• To be done: Extract every line in the rows below that contains the string "green", reproducing each line unchanged.

• Information shown:
★ ★ ★ ★ ★ ★ ★

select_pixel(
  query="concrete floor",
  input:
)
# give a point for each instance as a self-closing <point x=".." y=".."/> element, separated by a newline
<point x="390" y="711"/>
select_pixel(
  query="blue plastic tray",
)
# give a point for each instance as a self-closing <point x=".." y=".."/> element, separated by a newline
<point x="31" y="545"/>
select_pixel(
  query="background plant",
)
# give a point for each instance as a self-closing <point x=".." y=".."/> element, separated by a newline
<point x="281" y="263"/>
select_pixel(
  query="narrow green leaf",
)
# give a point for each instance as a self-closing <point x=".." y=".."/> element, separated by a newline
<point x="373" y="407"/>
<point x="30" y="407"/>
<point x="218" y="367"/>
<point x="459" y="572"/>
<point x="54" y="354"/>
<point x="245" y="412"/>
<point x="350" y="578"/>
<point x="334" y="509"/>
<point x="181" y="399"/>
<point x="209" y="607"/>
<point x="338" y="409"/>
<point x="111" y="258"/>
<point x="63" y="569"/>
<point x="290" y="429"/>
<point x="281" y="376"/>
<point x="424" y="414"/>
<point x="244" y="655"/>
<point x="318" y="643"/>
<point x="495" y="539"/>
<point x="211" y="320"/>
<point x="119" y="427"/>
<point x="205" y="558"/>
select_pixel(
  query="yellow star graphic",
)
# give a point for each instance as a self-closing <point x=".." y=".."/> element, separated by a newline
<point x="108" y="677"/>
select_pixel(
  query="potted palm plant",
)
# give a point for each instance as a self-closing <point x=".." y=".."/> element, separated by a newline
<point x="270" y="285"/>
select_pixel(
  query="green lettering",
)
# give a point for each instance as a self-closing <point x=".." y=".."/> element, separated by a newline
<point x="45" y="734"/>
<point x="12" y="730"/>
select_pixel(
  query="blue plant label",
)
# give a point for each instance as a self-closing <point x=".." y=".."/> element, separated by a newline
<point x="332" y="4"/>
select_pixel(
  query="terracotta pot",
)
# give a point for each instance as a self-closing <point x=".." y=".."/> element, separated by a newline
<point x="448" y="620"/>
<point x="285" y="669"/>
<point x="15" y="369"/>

★ ★ ★ ★ ★ ★ ★

• The response:
  query="narrow green leaf",
  query="green lettering",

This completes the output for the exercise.